Work task A |
List every case the attorney discipline passage names, giving each by the name used in the text.
Work task B |
In the attorney discipline passage, what did Corizzi counsel his two clients to lie about in their depositions?
Work task C |
Set down the attorney discipline passage's text between "While engaged in" and "Id. at 442-43.", inclusive.

Supplied passage |
* * *
The present case, however, involves conduct beyond falsifying renunciations and deeds and providing false information to a county court, the register of deeds, and the IRS. It includes an element not found in Butterfield or Scott; that element is Mills' attempt to elicit the aid of Cheryl, his client, and her children in his deception. Our review of Nebraska cases has found no similar factual circumstance, and the parties cite us to none. We therefore look to other jurisdictions presenting similar facts for additional guidance. See State ex rel. NSBA v. Frederiksen, 262 Neb. 562, 635 N.W.2d 427 (2001) (looking to other jurisdictions for guidance in determining appropriate disciplinary sanction).

In re Corizzi, 803 A.2d 438 (D.C.2002), involved an attorney who represented two clients in separate personal injury cases. Both clients had been treated by a chiropractor suggested by Anthony Corizzi. Corizzi counseled his clients to commit perjury during their depositions with respect to how each had been referred to the chiropractor, as Corizzi was attempting to conceal the fact that he and the chiropractor had a referral relationship. In furtherance of Corizzi's suggestion, both clients lied in their depositions "to the virtual destruction of their causes." Id. at 439. In addition, Corizzi failed to advise one of his clients of a settlement offer, and made false statements to the "Bar Counsel" denying he had counseled his clients to lie. The Court of Appeals for the District of Columbia concluded that Corizzi's actions violated ethical rules equivalent to DR 1-102(A)(4) and DR 7-102(A)(7). Being "particularly influenced by the violations... which establish that [Corizzi] instructed two of his clients to lie in their depositions," 803 A.2d at 442, the court, noting the lack of mitigating factors, disbarred Corizzi, stating:

While engaged in the practice of law, he blatantly solicited outright perjury by two of his clients on separate occasions to conceal his reciprocal relationship with the chiropractor. The predictable consequences of his action were the virtual destruction of his clients' cases and their exposure to possible criminal prosecution, clients to whom he owed the highest duty of fidelity.

Id. at 442-43.

Matter of Friedman, 196 A.D.2d 280, 609 N.Y.S.2d 578 (1994), involved an attorney who engaged in multiple acts of serious misconduct. Relevant to our inquiry was an incident whereby Theodore Friedman had a private investigator approach a witness in a negligence suit he was litigating. The witness later informed the opposing attorney that Friedman's private investigator had tried to bribe him. Apparently unaware that the opposing side knew of the bribe, Friedman and the private investigator met with the witness and asked the witness to testify falsely about various matters, including whether the witness had been offered or paid any money, and whether the witness had ever met Friedman. The court, concluding that Friedman's actions with respect to this incident were in violation of DR 7-102(A)(4), (6), and (8), disbarred Friedman, noting that "[a]ny one of [his] many serious violations would be ground for removal of the respondent from the roll of attorneys." Matter of Friedman, 196 A.D.2d at 295, 609 N.Y.S.2d at 586.
* * *
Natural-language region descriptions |
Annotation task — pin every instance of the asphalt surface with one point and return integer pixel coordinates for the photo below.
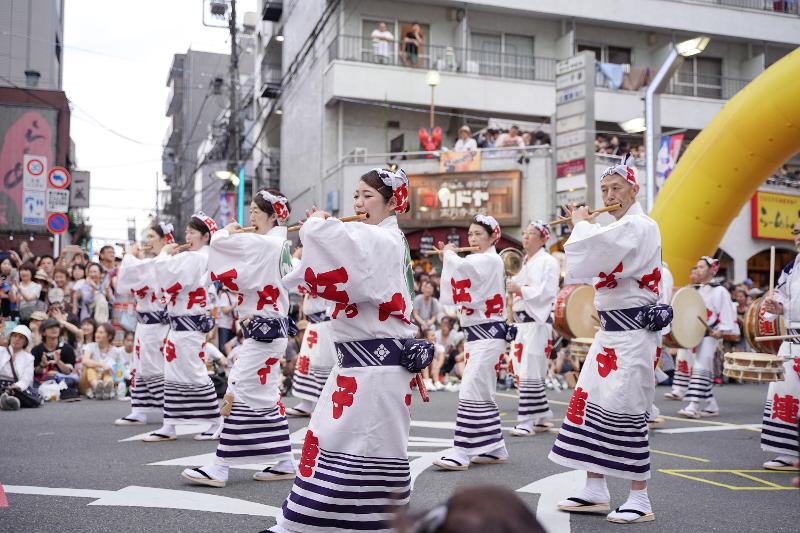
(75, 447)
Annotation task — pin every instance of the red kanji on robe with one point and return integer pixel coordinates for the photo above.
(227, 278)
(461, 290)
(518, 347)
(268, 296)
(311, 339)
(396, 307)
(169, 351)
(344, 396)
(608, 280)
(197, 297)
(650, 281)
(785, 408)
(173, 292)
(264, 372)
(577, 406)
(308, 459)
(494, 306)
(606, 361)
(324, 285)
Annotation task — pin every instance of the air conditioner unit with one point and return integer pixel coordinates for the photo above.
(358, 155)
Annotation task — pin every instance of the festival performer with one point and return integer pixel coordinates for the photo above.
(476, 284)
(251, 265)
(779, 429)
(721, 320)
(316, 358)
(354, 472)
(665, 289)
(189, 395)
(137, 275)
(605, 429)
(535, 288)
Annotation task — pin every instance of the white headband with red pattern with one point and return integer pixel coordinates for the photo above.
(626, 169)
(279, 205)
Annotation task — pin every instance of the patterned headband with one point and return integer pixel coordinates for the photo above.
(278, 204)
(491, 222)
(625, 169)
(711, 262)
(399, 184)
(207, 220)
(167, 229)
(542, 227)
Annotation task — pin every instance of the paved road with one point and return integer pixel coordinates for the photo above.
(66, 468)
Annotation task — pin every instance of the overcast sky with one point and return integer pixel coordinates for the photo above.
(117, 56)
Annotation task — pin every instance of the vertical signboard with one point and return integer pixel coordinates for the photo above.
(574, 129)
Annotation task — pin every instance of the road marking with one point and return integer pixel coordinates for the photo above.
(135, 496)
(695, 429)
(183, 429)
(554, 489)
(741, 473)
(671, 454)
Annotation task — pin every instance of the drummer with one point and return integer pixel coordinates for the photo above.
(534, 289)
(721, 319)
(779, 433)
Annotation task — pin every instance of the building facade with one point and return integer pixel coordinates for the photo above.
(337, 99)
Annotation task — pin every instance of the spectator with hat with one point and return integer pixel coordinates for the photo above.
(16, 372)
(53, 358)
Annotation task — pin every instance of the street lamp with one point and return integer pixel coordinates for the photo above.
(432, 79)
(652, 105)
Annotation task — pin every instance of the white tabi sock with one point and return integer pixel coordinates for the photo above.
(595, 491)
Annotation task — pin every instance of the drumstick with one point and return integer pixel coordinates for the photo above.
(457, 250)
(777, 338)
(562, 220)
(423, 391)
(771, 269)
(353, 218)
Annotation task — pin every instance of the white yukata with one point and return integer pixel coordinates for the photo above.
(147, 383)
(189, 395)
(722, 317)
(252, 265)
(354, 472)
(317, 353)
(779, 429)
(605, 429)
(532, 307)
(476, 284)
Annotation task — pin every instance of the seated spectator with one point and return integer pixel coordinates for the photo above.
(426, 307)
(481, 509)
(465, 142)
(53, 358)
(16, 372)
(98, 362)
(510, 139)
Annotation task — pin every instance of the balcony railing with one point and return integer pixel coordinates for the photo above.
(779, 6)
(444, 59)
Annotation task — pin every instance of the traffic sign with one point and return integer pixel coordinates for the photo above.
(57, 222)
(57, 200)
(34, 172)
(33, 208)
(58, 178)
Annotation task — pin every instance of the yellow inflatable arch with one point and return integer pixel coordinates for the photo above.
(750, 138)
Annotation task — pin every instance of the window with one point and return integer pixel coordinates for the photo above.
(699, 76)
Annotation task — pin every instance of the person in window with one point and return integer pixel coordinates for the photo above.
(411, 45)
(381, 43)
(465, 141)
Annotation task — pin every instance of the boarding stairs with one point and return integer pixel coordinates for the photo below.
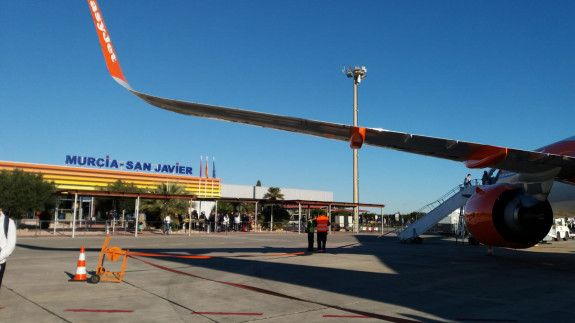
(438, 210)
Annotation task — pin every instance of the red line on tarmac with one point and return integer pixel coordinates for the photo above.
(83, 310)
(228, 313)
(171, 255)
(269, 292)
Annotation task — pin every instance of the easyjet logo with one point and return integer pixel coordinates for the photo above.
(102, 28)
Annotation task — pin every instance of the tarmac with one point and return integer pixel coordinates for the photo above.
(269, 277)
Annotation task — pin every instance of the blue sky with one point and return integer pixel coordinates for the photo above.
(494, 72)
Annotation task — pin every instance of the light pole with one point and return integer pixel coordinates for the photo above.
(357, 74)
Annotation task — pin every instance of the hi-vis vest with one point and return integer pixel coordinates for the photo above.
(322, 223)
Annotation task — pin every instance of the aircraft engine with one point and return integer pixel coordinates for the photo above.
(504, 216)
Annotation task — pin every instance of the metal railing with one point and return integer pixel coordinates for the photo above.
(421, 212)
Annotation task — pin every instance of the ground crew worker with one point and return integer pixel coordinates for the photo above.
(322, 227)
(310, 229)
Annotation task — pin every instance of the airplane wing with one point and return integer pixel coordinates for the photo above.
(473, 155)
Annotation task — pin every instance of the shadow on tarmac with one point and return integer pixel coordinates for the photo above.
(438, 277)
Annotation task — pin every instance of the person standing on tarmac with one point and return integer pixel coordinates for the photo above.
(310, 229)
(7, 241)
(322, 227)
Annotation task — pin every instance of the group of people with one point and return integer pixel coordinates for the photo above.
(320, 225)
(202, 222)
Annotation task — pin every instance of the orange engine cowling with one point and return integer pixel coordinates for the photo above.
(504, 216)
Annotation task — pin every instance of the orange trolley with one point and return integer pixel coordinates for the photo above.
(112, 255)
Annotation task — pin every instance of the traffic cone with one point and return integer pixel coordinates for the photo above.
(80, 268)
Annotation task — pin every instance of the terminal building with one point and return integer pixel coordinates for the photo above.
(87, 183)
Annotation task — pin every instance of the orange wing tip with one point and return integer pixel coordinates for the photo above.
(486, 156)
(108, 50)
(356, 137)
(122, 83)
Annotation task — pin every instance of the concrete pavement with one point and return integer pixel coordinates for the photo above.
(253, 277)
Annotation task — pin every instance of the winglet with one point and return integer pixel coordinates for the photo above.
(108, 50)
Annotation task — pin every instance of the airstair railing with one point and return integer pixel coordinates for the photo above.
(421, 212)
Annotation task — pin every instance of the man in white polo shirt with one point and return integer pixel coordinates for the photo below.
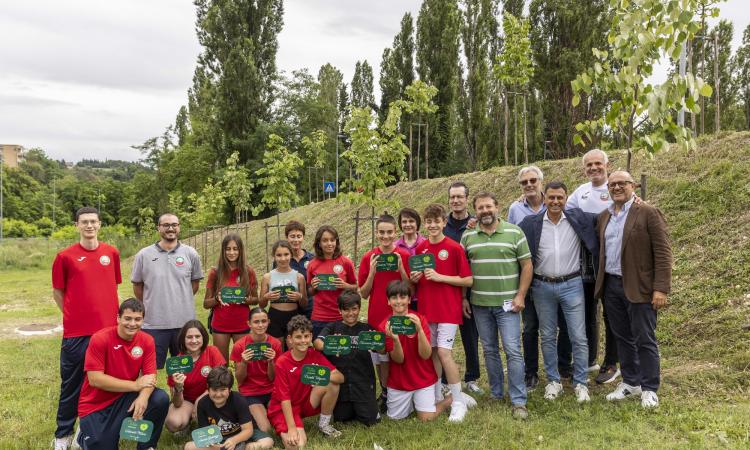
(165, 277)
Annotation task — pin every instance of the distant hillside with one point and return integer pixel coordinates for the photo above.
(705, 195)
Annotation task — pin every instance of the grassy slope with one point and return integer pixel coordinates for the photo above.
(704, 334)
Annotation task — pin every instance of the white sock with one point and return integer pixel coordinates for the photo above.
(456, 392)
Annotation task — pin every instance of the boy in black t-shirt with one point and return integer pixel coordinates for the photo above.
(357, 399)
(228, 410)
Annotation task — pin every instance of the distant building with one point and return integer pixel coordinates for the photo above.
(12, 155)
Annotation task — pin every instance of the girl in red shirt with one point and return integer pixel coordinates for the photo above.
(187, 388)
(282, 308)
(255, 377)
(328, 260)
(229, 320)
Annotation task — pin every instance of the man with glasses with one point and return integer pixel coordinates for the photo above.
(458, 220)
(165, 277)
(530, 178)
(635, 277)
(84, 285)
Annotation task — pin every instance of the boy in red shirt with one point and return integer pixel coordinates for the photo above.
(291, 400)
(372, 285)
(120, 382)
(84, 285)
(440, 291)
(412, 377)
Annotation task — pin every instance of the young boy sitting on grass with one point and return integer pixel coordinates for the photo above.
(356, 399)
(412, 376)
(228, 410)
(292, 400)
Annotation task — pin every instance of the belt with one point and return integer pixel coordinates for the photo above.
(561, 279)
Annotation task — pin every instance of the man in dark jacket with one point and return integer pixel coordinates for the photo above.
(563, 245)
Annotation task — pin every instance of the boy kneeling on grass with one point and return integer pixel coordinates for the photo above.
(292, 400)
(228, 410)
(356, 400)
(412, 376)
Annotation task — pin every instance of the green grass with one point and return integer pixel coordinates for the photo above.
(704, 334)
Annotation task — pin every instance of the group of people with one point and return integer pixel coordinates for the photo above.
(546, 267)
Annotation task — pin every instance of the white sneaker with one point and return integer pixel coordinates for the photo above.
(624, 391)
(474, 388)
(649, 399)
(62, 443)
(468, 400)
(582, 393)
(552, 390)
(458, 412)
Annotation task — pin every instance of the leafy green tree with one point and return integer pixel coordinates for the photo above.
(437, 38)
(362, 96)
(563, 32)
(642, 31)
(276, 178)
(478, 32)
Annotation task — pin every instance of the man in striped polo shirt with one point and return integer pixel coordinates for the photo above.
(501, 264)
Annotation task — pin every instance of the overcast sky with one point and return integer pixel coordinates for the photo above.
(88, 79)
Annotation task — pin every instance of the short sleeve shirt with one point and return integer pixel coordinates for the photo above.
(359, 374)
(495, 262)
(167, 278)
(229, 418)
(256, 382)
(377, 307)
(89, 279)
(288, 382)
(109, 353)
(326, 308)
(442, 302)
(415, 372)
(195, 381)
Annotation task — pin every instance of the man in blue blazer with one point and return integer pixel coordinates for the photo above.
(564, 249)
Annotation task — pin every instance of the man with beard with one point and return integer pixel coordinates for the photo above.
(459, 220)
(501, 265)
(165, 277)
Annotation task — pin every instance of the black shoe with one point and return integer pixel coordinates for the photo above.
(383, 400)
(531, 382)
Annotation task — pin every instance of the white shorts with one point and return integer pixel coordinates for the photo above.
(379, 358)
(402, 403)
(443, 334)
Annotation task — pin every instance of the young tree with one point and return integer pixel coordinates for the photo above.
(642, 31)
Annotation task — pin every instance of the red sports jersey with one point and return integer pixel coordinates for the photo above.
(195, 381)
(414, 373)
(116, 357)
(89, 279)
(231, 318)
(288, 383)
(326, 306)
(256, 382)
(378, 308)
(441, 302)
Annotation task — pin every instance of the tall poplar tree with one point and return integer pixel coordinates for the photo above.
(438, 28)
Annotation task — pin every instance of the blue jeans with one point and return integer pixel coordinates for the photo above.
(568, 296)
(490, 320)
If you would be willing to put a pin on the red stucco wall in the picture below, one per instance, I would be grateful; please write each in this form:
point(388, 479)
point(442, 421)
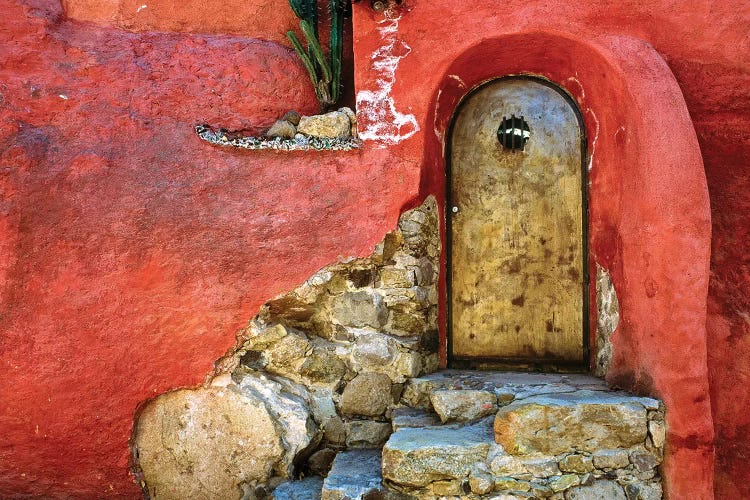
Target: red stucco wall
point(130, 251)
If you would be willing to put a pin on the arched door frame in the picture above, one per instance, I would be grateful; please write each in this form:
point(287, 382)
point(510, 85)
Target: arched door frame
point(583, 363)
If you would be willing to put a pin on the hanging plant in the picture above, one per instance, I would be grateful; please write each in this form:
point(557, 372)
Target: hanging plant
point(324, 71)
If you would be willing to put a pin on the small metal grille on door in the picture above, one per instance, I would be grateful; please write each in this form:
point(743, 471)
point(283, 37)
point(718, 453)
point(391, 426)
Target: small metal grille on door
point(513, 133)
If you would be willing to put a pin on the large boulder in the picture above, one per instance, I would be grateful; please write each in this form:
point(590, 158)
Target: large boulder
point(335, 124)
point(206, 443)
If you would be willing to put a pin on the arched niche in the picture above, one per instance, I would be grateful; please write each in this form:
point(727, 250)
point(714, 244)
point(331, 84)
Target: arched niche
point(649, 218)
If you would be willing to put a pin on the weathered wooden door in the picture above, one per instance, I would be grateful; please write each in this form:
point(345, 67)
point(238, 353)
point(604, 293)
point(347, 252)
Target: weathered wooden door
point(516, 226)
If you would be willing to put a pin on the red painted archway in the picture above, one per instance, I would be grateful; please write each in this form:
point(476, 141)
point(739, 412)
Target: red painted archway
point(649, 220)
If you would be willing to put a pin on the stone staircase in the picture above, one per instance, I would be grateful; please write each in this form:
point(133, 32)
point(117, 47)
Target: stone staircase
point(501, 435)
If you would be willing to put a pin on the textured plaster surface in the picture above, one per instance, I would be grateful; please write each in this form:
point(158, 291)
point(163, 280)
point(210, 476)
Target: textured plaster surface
* * *
Response area A |
Butterfield
Scott
State ex rel. NSBA v. Frederiksen
In re Corizzi
Matter of Friedman

Response area B |
How each had been referred to the chiropractor.

Response area C |
While engaged in the practice of law, he blatantly solicited outright perjury by two of his clients on separate occasions to conceal his reciprocal relationship with the chiropractor. The predictable consequences of his action were the virtual destruction of his clients' cases and their exposure to possible criminal prosecution, clients to whom he owed the highest duty of fidelity.

Id. at 442-43.